Резкий монтажный стык: горят хижины. Вьетнам.
Насколько свадьба была показана подробно, настолько война — кратко. Из вертолета вываливаются американские солдаты. Вьетнамец (непонятно откуда — с Севера или с Юга) бросает противотанковую гранату в щель, где укрываются вьетнамские женщины и дети. Вронский поливает из огнемета вьетнамские дома. Этого режиссер счел достаточным, чтобы затем все внимание уделить сцене в плену.
У берега мутной и быстрой реки нечто вроде плота. В воде, придавленные бамбуковыми перекладинами, захлебываются пленные — несколько южных вьетнамцев и все три знакомых нам американца.
Незатейливость этого драматургического хода остается незамеченной из-за «эффектов» последующего. На плоту — шалаш. В шалаше стол под портретом Хо Ши Мина. На столе —кучи денег, каких-то часов, браслетов, цепочек. Идет игра. Нет, не в карты. В «русскую рулетку»! Что же такое «русская рулетка»? Оказывается, вот что: бледные от азарта, злобы, звериной жестокости, вьетнамские офицеры и солдаты заставляют пленных стрелять себе в висок из револьвера, в барабан которого заложен один патрон. Если пленному повезло, и раздался холостой щелчок, ударами по лицу, стволами автоматов по ребрам, по голове, криками, толчками, ножами его заставляют стрелять еще и еще, пока череп не пронзит пуля...
Режиссер просто купается в этой пакости. Пленные рыдают, умоляют, хохочут, сходят с ума. Палачи орут, бьют, хрипят, беснуются, ликуют!

= = = = =

Продублируйте без изменений часть отрывка, которая открывается словами «Резкий монтажный стык: горят» и завершается словами «знакомых нам американца.». Записи ниже взяты из другого источника, а не из отрывка.

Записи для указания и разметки
= = = = =

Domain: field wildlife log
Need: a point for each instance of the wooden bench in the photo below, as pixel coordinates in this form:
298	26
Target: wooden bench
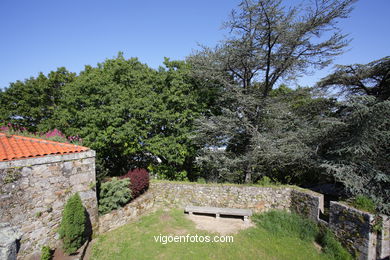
219	211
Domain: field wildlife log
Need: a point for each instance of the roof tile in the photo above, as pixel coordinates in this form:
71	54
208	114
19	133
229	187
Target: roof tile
14	147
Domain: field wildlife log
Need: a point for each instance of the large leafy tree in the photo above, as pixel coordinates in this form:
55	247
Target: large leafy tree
134	116
282	143
356	151
371	79
268	42
32	102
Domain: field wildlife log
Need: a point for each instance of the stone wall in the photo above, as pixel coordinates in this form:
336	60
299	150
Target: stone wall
351	226
162	195
33	193
354	228
308	203
383	246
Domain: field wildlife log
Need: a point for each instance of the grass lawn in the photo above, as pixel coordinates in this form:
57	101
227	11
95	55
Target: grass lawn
136	241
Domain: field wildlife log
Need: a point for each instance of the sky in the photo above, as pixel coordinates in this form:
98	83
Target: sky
42	35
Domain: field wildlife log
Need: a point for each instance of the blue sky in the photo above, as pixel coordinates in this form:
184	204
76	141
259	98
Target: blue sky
39	36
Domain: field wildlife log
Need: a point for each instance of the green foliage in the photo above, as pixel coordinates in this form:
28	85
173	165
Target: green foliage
287	224
371	79
276	137
201	180
356	150
134	116
114	194
30	103
364	203
282	223
11	175
251	243
331	246
267	181
46	253
73	224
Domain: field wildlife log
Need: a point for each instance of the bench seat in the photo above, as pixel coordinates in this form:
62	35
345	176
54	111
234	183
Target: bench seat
219	211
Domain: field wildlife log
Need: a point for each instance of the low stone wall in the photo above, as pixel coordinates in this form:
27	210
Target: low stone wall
8	241
33	193
383	246
258	199
163	195
308	203
351	226
354	228
117	218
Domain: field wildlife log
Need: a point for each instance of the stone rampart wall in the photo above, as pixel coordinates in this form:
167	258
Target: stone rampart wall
33	193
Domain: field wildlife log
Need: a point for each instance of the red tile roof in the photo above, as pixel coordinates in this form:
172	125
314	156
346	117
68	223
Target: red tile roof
14	147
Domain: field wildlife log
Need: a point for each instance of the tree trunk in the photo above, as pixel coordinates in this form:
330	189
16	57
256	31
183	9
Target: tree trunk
248	175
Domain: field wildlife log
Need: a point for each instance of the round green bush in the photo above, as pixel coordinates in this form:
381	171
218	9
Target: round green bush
73	225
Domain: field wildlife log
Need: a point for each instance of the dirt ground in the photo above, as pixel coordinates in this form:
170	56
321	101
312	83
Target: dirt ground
223	225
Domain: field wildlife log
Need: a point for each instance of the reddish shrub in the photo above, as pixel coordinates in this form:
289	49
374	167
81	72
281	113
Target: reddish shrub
139	181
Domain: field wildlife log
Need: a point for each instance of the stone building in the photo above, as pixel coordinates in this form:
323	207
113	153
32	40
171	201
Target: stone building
36	178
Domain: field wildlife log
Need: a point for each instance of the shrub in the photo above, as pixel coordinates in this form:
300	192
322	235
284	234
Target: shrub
201	180
267	181
139	181
364	203
73	225
114	194
46	253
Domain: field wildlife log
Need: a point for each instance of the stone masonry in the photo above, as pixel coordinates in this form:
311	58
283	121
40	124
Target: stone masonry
33	193
165	195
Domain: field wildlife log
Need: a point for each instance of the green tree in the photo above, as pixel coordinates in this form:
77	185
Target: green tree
371	79
268	42
73	224
282	143
357	149
134	116
32	102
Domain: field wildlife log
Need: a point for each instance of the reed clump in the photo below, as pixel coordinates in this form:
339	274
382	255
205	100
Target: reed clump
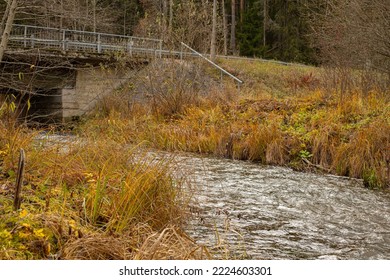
284	115
90	198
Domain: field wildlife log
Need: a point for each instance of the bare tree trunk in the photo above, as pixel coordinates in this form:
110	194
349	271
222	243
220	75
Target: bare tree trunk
94	14
233	28
8	27
225	29
264	26
171	4
214	32
242	8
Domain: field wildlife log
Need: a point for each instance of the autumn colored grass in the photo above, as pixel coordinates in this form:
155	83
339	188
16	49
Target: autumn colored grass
283	115
90	199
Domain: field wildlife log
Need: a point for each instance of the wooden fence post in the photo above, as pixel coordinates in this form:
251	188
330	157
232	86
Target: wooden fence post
19	180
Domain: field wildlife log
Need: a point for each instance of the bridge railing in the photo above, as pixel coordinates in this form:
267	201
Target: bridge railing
27	36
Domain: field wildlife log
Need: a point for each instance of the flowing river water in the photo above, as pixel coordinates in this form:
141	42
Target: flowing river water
264	212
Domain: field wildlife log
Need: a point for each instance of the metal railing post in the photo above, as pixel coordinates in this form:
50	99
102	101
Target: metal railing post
130	46
99	46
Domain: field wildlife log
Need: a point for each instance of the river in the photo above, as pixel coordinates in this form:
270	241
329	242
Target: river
251	211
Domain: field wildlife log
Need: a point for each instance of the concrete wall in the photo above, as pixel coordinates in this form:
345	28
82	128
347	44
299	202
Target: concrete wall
91	86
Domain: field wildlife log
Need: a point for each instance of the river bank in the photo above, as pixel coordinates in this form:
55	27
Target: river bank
282	116
90	199
81	195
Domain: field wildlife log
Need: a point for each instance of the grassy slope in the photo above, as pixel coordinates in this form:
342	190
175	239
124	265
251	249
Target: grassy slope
91	201
284	115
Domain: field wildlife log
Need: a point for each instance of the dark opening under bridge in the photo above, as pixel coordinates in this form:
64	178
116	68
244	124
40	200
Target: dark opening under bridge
61	93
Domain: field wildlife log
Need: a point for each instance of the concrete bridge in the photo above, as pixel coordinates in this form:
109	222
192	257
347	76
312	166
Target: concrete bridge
63	73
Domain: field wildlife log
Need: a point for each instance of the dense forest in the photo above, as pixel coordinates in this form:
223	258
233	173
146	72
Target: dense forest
305	31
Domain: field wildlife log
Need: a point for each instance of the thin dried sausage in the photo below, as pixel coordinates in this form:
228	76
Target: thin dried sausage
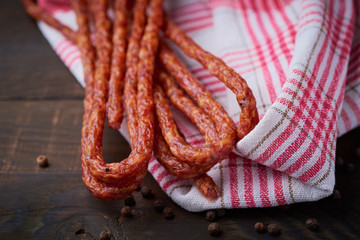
114	105
249	115
40	14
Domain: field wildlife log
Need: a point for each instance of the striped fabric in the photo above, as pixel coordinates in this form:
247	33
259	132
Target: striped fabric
302	61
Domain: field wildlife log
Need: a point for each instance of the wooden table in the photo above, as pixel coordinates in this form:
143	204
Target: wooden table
41	113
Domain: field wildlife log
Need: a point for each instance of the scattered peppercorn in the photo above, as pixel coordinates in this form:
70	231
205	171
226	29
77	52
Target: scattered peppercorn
105	235
220	212
146	192
349	167
211	216
274	229
214	229
126	211
336	194
312	224
259	227
168	213
42	161
129	200
159	206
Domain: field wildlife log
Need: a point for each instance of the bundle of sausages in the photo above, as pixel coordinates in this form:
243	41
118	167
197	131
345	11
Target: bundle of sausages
129	65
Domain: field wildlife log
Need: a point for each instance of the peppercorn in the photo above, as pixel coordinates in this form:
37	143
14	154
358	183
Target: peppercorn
336	194
81	231
146	192
339	162
259	227
214	229
349	167
211	216
168	213
126	211
159	206
312	223
129	200
42	161
220	212
105	235
274	229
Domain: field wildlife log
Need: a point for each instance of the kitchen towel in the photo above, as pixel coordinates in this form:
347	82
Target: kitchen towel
302	61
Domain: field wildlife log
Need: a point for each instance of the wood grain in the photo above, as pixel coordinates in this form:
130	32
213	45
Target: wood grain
41	113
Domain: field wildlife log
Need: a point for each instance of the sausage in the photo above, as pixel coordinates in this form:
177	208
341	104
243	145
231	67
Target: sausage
204	183
86	49
121	178
130	91
249	115
116	83
177	167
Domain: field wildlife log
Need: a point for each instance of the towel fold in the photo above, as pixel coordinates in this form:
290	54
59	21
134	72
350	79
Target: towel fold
302	61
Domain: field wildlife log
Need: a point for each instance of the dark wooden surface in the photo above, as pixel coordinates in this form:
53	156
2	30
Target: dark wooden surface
41	113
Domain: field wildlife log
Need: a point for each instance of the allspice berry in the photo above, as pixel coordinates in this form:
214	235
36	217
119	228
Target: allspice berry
126	211
211	215
168	213
146	192
312	223
42	161
274	229
129	200
259	227
214	229
159	206
220	212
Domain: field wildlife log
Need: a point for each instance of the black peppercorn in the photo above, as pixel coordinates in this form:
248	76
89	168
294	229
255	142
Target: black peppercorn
214	229
312	224
80	231
146	192
129	200
105	235
274	229
211	216
168	213
159	206
336	194
126	211
42	161
221	212
259	227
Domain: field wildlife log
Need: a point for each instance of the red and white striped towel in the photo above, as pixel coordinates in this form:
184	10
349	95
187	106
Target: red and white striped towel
302	61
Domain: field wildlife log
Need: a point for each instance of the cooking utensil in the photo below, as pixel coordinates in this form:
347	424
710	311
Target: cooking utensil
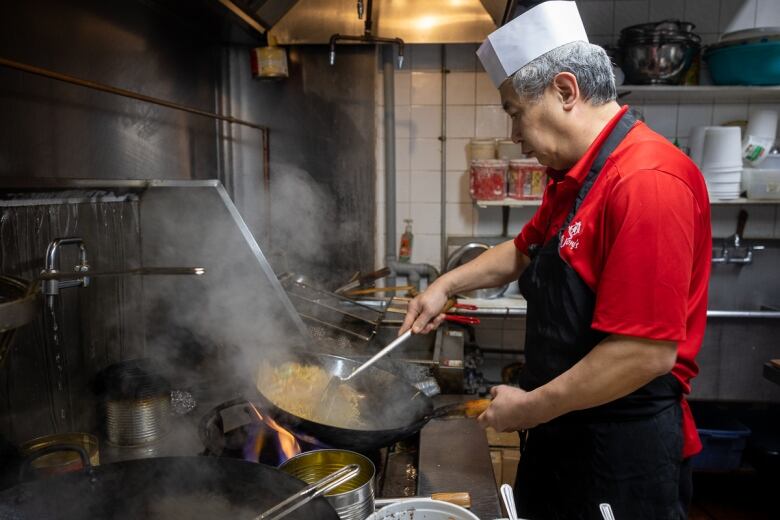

= = = = =

Ответ
Резкий монтажный стык: горят хижины. Вьетнам.
Насколько свадьба была показана подробно, настолько война — кратко. Из вертолета вываливаются американские солдаты. Вьетнамец (непонятно откуда — с Севера или с Юга) бросает противотанковую гранату в щель, где укрываются вьетнамские женщины и дети. Вронский поливает из огнемета вьетнамские дома. Этого режиссер счел достаточным, чтобы затем все внимание уделить сцене в плену.
У берега мутной и быстрой реки нечто вроде плота. В воде, придавленные бамбуковыми перекладинами, захлебываются пленные — несколько южных вьетнамцев и все три знакомых нам американца.